**WHAT TO WORK ON**
Please quote every item below word for word, leaving out the pictures.
>> START EXERCISE INPUT
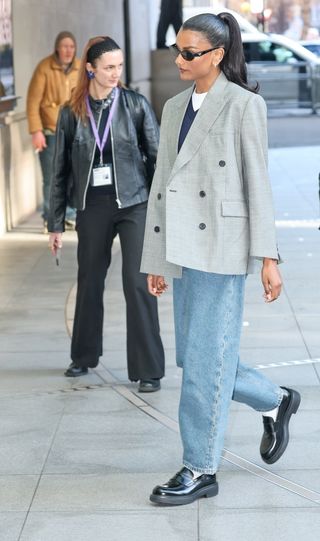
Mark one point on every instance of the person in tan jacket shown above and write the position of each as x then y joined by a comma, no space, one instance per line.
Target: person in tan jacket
50,87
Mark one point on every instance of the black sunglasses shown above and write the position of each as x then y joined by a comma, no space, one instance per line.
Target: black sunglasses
188,55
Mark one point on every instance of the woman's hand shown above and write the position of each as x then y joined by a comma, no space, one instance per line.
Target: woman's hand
271,279
55,242
39,141
156,284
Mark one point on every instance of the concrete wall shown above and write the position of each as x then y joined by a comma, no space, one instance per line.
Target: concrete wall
35,25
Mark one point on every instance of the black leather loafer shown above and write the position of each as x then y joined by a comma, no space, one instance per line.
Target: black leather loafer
149,385
276,433
183,488
73,371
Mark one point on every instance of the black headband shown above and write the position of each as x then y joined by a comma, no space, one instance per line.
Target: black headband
101,47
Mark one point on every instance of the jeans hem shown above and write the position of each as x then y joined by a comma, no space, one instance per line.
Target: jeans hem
280,398
208,471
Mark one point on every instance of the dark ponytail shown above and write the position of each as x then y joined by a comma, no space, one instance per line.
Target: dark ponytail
223,31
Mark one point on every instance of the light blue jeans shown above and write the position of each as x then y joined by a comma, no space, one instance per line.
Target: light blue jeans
208,311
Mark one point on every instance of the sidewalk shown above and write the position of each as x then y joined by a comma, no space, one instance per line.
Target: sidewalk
78,458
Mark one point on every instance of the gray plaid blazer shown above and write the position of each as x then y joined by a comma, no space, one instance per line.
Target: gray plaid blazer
210,206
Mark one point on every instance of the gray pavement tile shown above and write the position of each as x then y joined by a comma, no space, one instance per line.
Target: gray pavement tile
147,451
310,329
11,525
243,490
44,404
265,525
266,355
306,478
291,376
29,342
99,401
25,442
92,493
16,492
158,525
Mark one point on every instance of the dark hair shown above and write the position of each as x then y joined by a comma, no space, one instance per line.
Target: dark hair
223,31
100,47
62,35
92,51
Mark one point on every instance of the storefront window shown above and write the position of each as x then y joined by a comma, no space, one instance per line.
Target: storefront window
6,52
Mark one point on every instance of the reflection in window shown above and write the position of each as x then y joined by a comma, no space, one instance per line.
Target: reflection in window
268,51
6,53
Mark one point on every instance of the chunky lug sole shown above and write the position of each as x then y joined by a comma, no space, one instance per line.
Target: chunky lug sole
204,492
292,408
149,388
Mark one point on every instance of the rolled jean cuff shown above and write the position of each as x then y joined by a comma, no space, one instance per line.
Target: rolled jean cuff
208,471
280,397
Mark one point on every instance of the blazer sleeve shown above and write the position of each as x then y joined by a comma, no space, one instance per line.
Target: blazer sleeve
154,248
61,172
254,153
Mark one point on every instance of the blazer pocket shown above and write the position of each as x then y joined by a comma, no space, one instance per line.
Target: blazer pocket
234,208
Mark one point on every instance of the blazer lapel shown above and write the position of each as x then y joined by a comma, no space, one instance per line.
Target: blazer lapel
206,117
176,117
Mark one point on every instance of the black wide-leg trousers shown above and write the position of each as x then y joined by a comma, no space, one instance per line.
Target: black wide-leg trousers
97,226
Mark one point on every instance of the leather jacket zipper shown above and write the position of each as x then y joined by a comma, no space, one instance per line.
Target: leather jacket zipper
90,168
114,170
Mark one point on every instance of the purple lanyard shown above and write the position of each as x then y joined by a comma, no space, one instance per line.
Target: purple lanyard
101,142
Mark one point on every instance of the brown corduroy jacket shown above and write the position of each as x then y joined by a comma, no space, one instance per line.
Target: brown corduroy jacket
49,88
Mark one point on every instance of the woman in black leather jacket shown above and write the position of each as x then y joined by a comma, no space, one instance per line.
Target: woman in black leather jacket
106,146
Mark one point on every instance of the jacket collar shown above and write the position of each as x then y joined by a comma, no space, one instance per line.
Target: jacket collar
206,117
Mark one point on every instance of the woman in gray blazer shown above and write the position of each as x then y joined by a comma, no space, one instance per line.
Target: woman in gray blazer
210,222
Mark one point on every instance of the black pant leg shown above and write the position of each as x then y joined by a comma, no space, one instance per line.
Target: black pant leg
145,354
95,236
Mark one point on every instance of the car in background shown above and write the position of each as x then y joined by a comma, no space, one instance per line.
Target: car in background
288,74
311,45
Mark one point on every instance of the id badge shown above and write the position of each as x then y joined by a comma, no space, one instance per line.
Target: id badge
102,175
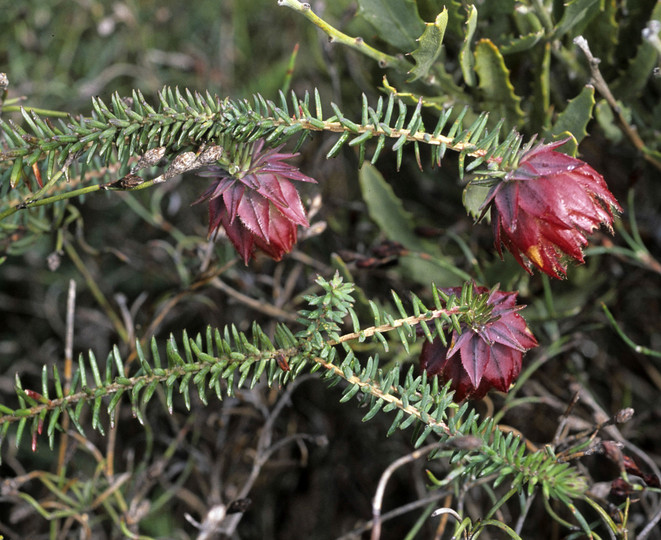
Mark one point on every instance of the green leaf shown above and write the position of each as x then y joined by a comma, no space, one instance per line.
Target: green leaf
431,42
386,209
607,121
523,43
499,96
466,58
397,23
577,15
631,83
576,115
473,197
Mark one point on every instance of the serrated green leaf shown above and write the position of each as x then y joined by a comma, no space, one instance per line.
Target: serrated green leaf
574,119
430,45
522,43
397,23
499,97
466,58
577,15
631,83
607,121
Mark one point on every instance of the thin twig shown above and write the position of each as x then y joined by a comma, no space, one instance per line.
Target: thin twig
383,481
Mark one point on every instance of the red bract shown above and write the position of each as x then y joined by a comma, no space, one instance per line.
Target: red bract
257,206
545,209
485,355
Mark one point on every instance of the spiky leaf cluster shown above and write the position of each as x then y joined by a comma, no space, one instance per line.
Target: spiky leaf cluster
220,362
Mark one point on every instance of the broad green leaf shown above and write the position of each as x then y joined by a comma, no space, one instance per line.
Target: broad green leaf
>> END EXERCISE INPUT
**FINISHED ANSWER**
Mark one point on every instance of the person in tan jacket shown above and write the position of each as x then y joined by a comma, no space, one instance per line.
Target: person in tan jacket
50,87
Mark one point on every instance of the black sunglasses shown above and write the position of each as x then y joined by a comma, no space, one instance per line.
Target: black sunglasses
188,55
Mark one point on every instance of the woman's hand shown above and write the position of each as x then y joined by a comma, no space, one instance per line.
Target: woman's hand
271,279
55,242
39,141
156,284
Mark one point on every instance of the concrete wall shown above and write the position of each as x then y joined by a comma, no space, one instance per line.
Target: concrete wall
35,25
Mark one point on every instance of the black leather loafer shown above and write the position of each as x then y joined by a comma, no space, one instance per line.
Target: black leather loafer
149,385
276,433
183,488
73,371
Mark one point on every instance of the black headband shown above and write the position of each as x then y joined by a comma, no space, one instance per line.
Target: black headband
101,47
Mark one point on every instance of the jeans hem shown above and write the position of each as x then y joined by a comma, no space, one instance per line.
Target: jeans hem
280,398
208,471
Mark one point on every instance of the dark ponytail shown above and write the position of each as x then y joined by a comma, no space, one instance per line.
Target: dark ponytail
223,31
Mark one point on every instance of the light blue jeans shown above and write the position of each as x then y joined by a comma, no space, one instance per line.
Target: light blue jeans
208,311
Mark one point on every instance of the sidewalk shown above and write the position of each as x then y joined by a comma, no space, one instance per line.
Target: sidewalk
78,458
Mark one point on every instance of the gray plaid blazer shown above and write the position of each as x then y joined by a comma, no space, one instance per line.
Target: gray plaid blazer
210,206
Mark one point on every instance of the gray pavement tile shown above and write the position of each as x then y joined by a comma, no space, one instance per line.
Target: gray pavement tile
147,451
310,329
11,525
243,490
44,404
265,525
266,355
306,478
291,376
29,342
99,401
25,442
92,493
16,492
158,525
Mark one point on every instance of the dark hair shown above and write the position of each as x then y joined by a comma, no space, one instance per line.
Target: dark hair
223,31
100,47
62,35
92,51
Mark one point on every instance of the storefront window shown above and write the position of each as x then y joined by a comma, no space, one instance per line.
Target: storefront window
6,52
Mark one point on every instance of the reflection in window shown above and write the position of each as x then y joined by a comma, no space, one instance per line.
Target: reflection in window
268,51
6,53
Mark one point on every instance of the chunky lug sole shown above and write the position of each as x then y joined by a comma, no space, one instance per line.
Target: chunky lug sole
204,492
292,408
149,388
Mark one point on every instance of the rolled jean cuff shown above and write the position of each as x then y joined by a comma, no space, one instance per line.
Target: rolled jean cuff
208,471
280,397
Mark one point on every instance of the blazer sleeve shown above and write the position of each as x then y joined by a comma, no space, one instance per line.
Target: blazer sleeve
154,248
61,172
254,153
Mark one point on every instance of the blazer pocket shown above and write the position of each as x then y joined by a comma, no space, one instance per line.
Target: blazer pocket
234,208
Mark one point on every instance of the blazer lapel shown above and write the position of each as x then y joined by a comma, no space, one instance per line.
Target: blazer lapel
206,117
176,117
Mark one point on every instance of the black wide-leg trousers shown above and write the position of each as x then y joined by a comma, no space, one instance per line.
Target: black wide-leg trousers
97,226
Mark one point on every instance of the leather jacket zipper shown above and write the position of each as x then y joined by a comma, no space, one instance per line.
Target: leather jacket zipper
90,168
114,170
Mark one point on every instance of the purple lanyard shown above and write the position of each as x then y joined by a comma, no space, one instance per line.
Target: purple lanyard
101,142
Mark one point on every instance of the brown corduroy jacket shown above and write the position of each as x then y joined by a comma, no space, one instance per line.
Target: brown corduroy jacket
49,88
Mark one point on every instance of the woman in black leather jacket shown above and write the position of each as x then y joined by a comma, no space, one instance per line.
Target: woman in black leather jacket
106,146
Mark one point on every instance of the jacket collar shown above and write the position of each as x then y joined by a comma, no space, one instance per line.
Target: jacket collar
206,117
Mark one point on every instance of the woman in gray blazer shown above and write the position of each as x then y joined by a comma, no space, one instance per line.
Target: woman in gray blazer
210,222
Mark one point on every instance of the black pant leg shown above and write the position of each as x then y joined by a comma, no space, one instance per line.
Target: black pant leg
145,354
95,236
Mark one point on every instance of the car in background shown above and write the position of each as x then y joined by a comma, no space, one instance per line.
Target: car in background
288,74
311,45
Mark one point on every instance of the id badge shown above and write the position of each as x then y joined by a comma, no space, one instance per line.
Target: id badge
102,175
Mark one point on every instance of the green leaf shown above and write the position of each as x then y joined by a comma, no space, one instance per line.
Target: green leaf
431,42
386,209
607,121
523,43
499,96
466,58
397,23
577,15
631,83
576,115
473,197
Mark one point on every instance of the serrated green leaf shown above and write the position of each as x then y joined by a comma, no space, one instance per line.
Target: serrated green leaf
574,119
430,45
522,43
397,23
499,97
466,58
577,15
631,83
607,121
Mark one point on every instance of the thin twig shown above and write the position of each as x then y joined by a comma, no space, one instance per line.
Target: thin twig
383,481
Mark one point on every instance of the red bract shown above and write the position of each as x then y joined by a comma, no space, one instance per line.
Target: red bract
257,206
545,209
485,355
Mark one point on every instance of the spiky leaf cluster shown above and write the position of each as x then y joined by a comma, no space, one instance per line.
Target: spiky leaf cluster
220,362
Mark one point on every instance of the broad green leaf shown above and write the position of each as x then y joined by a comma, no space, one instance per line.
Target: broad green leaf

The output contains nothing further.